### CONSIGNE:
Rédigez la suite de l'article sur l'accord de transformation d'activité signé chez Safran, en repartant après la dernière phrase de l'extrait retenu.

Signé afin de limiter les effets de la crise, l’accord de transformation d’activité (ATA) doit permettre de préserver 10 000 emplois au sein du groupe aéronautique. Explications avec Eric Durand, coordinateur CFE-CGC.
L’aéronautique n’échappe aux affres de la crise économique liée à la pandémie de Covid-19. Poids lourd du secteur, Safran (45 000 salariés en France, 100 000 dans le monde) prévoit ainsi une chute de 35 % de son chiffre d’affaires en 2020, conséquence notamment de l’effondrement du trafic aérien mondial et des baisses de cadences de production.
C’est dans ce contexte que Safran a initié, avec les syndicats, une négociation en vue d’un accord de transformation d’activité (ATA). Paraphé le 3 juillet par la CFE-CGC (première organisation syndicale), la CFDT, FO et la CGT au terme d’un mois d’intenses discussions, l’accord, valable jusqu’à fin 2021, « doit permettre de traverser les 18 premiers mois de la crise, de maintenir la compétitivité et de préserver l’emploi et les compétences », résume Eric Durand, coordinateur CFE-CGC, lui-même salarié sur le site d’Issoudun (Indre). « En tant que syndicat majoritaire, nous avions un leitmotiv : préserver les emplois et les savoir-faire pour être prêts quand la reprise sera là. Cet accord démontre qu’une alternative aux licenciements massifs est possible quand la direction et les partenaires sociaux partagent la volonté de le faire. Malmenés depuis plusieurs années, les syndicats montrent dans cette négociation tout l’intérêt d’un dialogue social ouvert et constructif. Peut-être le début d’un syndicalisme 4.0 tourné vers le futur. »

### LIGNES FOURNIES:
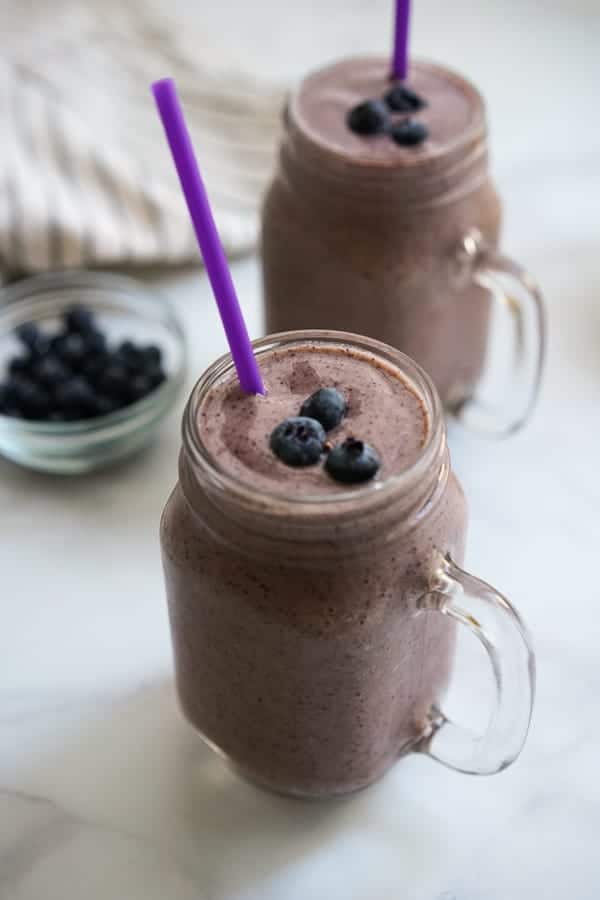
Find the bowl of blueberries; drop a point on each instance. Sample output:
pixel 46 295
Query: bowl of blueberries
pixel 90 363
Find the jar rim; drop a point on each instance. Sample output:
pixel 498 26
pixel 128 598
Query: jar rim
pixel 474 135
pixel 363 497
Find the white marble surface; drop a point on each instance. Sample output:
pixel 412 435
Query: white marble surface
pixel 106 793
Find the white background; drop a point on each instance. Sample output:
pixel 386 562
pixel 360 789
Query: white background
pixel 104 791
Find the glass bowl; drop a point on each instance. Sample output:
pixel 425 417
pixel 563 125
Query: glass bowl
pixel 125 309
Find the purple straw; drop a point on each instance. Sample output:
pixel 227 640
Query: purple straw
pixel 215 261
pixel 400 57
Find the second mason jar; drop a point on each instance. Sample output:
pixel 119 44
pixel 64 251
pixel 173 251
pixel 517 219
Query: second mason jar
pixel 313 621
pixel 398 242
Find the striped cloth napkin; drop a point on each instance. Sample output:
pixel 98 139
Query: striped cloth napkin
pixel 86 177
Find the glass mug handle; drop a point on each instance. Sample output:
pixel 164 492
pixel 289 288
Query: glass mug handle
pixel 481 263
pixel 499 628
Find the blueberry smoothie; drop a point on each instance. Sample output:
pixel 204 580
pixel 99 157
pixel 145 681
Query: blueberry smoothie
pixel 377 186
pixel 300 536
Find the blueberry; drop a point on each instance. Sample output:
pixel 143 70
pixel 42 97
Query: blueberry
pixel 75 398
pixel 409 132
pixel 370 117
pixel 155 375
pixel 327 406
pixel 401 98
pixel 35 340
pixel 298 441
pixel 104 405
pixel 139 386
pixel 72 350
pixel 50 371
pixel 10 392
pixel 114 381
pixel 95 341
pixel 352 462
pixel 80 319
pixel 20 365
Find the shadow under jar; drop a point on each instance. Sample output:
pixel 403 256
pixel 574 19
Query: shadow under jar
pixel 313 623
pixel 400 242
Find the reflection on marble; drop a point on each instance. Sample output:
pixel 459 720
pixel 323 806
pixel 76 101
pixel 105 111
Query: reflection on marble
pixel 104 790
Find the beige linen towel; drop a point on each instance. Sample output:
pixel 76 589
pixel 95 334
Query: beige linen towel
pixel 86 177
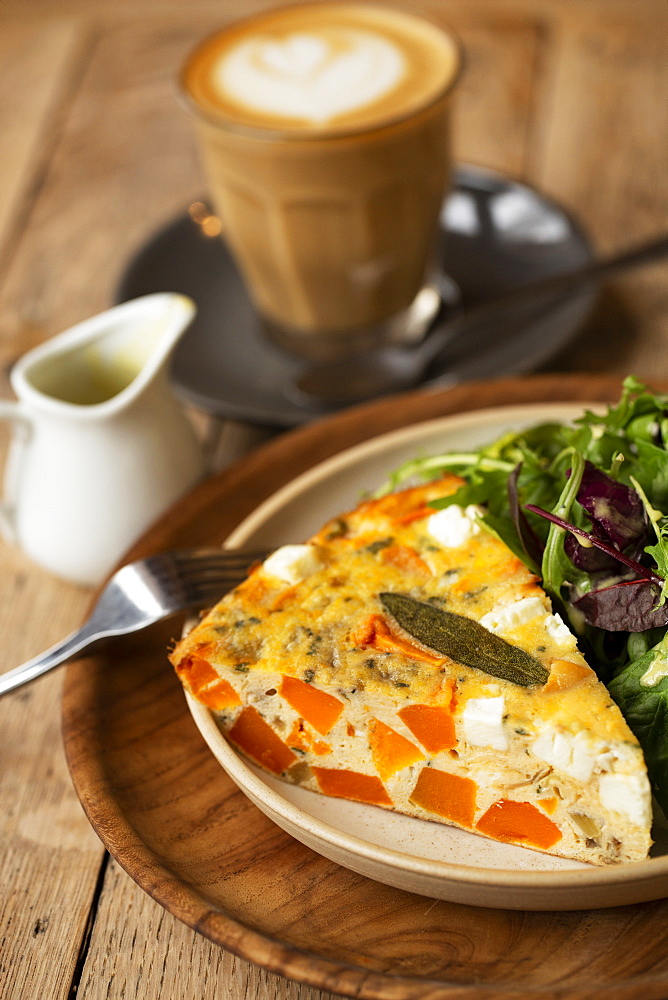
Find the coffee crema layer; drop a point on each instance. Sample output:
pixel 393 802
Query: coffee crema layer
pixel 329 66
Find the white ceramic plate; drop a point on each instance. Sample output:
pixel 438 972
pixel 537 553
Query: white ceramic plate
pixel 412 854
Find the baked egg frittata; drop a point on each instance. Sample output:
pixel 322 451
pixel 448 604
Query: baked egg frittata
pixel 405 657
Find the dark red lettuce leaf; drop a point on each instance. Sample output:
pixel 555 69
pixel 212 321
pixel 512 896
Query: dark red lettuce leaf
pixel 624 607
pixel 615 510
pixel 589 558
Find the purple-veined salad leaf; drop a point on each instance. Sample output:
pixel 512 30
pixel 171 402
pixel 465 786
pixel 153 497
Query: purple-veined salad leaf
pixel 598 551
pixel 531 543
pixel 627 606
pixel 615 510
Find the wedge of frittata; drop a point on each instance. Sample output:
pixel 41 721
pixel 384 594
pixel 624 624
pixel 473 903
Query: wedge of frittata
pixel 406 657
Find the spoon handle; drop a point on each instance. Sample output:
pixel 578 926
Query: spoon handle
pixel 643 253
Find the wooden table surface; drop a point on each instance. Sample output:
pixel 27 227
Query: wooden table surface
pixel 94 155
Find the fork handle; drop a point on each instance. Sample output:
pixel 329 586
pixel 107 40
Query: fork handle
pixel 64 650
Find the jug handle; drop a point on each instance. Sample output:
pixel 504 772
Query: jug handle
pixel 15 413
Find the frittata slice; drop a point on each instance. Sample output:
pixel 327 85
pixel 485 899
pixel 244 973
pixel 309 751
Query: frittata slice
pixel 326 666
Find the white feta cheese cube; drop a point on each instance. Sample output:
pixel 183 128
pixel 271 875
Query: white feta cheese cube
pixel 576 755
pixel 506 617
pixel 627 794
pixel 454 526
pixel 557 629
pixel 293 563
pixel 483 722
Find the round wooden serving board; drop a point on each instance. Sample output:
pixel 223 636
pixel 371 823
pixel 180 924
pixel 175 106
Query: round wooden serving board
pixel 178 825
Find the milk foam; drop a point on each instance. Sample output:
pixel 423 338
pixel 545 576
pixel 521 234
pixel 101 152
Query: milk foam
pixel 310 76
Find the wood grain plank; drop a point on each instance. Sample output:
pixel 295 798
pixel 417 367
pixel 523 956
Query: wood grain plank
pixel 604 155
pixel 184 831
pixel 40 60
pixel 154 953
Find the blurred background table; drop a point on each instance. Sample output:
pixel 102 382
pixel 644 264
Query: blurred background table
pixel 94 155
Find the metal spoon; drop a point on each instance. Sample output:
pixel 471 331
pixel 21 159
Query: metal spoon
pixel 392 368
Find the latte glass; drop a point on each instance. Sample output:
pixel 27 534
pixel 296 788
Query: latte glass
pixel 324 135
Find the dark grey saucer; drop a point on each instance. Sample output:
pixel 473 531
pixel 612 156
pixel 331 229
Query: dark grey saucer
pixel 495 235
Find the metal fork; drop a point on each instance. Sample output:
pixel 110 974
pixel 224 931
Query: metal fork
pixel 140 594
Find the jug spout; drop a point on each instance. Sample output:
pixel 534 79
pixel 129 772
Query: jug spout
pixel 101 447
pixel 108 360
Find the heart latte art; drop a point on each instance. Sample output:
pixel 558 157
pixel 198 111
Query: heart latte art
pixel 310 76
pixel 322 66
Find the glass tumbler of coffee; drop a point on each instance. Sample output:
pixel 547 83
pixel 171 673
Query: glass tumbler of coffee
pixel 324 135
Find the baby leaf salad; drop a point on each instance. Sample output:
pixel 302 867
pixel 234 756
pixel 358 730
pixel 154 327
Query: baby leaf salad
pixel 585 506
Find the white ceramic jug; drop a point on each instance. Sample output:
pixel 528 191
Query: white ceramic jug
pixel 100 446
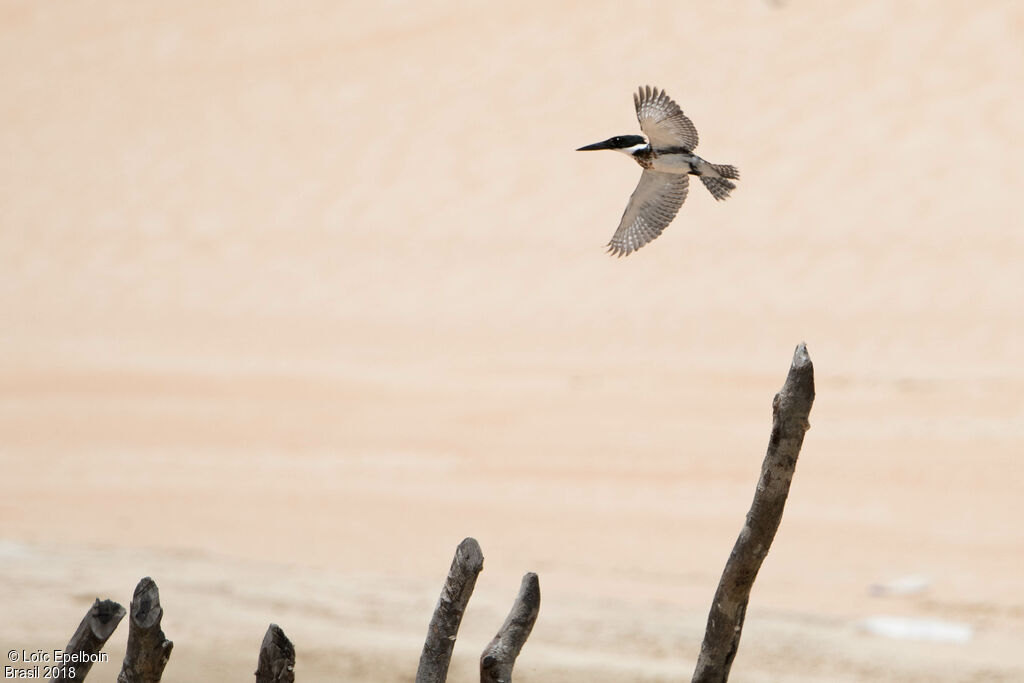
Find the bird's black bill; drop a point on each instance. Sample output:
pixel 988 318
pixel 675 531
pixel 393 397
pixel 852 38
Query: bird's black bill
pixel 596 145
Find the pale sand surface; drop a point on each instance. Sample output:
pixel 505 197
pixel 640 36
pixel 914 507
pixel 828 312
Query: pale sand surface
pixel 293 300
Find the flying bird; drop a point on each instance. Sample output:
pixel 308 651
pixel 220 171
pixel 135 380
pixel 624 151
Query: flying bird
pixel 668 161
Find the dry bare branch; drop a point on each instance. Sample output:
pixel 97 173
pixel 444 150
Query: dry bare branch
pixel 276 657
pixel 725 622
pixel 448 614
pixel 147 649
pixel 499 656
pixel 95 628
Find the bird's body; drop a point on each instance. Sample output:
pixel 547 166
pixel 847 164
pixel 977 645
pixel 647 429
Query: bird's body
pixel 668 161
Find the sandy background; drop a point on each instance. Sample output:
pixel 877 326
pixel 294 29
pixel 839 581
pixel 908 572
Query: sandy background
pixel 294 299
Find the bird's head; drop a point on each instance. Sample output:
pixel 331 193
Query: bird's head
pixel 628 144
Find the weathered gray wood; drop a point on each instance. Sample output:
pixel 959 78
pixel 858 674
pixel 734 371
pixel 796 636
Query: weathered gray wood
pixel 147 649
pixel 443 627
pixel 95 628
pixel 725 622
pixel 499 656
pixel 276 657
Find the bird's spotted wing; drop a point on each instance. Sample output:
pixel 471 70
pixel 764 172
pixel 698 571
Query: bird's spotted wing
pixel 662 120
pixel 651 208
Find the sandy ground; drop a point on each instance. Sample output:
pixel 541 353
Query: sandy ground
pixel 293 299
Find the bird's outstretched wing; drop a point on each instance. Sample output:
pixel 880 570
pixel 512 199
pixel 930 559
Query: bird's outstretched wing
pixel 662 120
pixel 651 208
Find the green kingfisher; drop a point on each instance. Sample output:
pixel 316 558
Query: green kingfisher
pixel 668 161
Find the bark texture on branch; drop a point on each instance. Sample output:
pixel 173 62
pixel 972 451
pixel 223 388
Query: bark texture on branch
pixel 276 657
pixel 443 627
pixel 499 656
pixel 725 622
pixel 147 649
pixel 95 628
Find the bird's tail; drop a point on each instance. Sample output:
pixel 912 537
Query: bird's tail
pixel 721 186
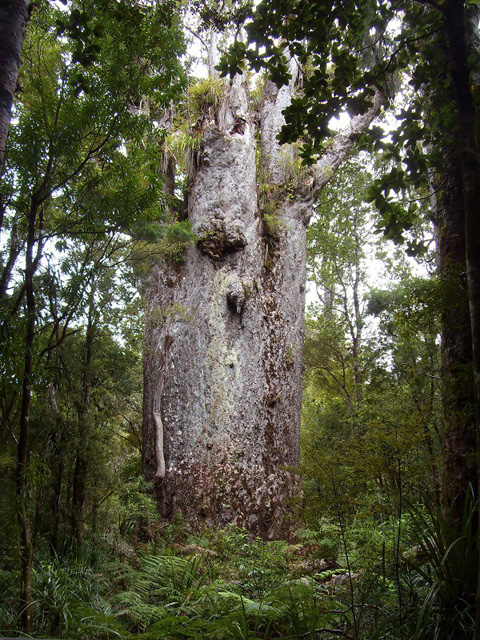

### RÉPONSE ATTENDUE:
« UN ACCORD CONSTRUCTIF DONT NOUS POUVONS ÊTRE FIERS »
Dans le détail, l’accord de transformation d’activité engage la direction, jusqu’à fin 2021 et moyennant quelques contreparties (recours à l’activité partielle, restrictions sur l’intéressement et la participation) à ne procéder à aucun licenciement économique dans le cadre de plans de sauvegarde de l’emploi (PSE). « De quoi préserver 10 000 emplois et les compétences associés, estime Eric Durand, un des quatre négociateurs CFE-CGC (avec Didier Jouanchicot, Patrick Potacsek et Daniel Verdy). Nous avons préféré perdre 7 à 10 % sur nos salaires plutôt que d’encourir un PSE et risquer des licenciements secs. Au final, c’est un accord constructif dont nous pouvons être fiers. »
L’accord prévoit par ailleurs des mesures incitatives (majoration de l’indemnité de départ, rachat de trimestres) pour encourager le départ en retraite volontaire et met en place des mesures d’accompagnement des salariés : mobilité interne et externe, formation et développement des compétences. Autre point positif : le plan d’embauche de 300 jeunes diplômés et de 450 apprentis en 2021.
PLACE DÉSORMAIS A LA NÉGOCIATION SUR L’ACTIVITÉ PARTIELLE DE LONGUE DURÉE (APLD)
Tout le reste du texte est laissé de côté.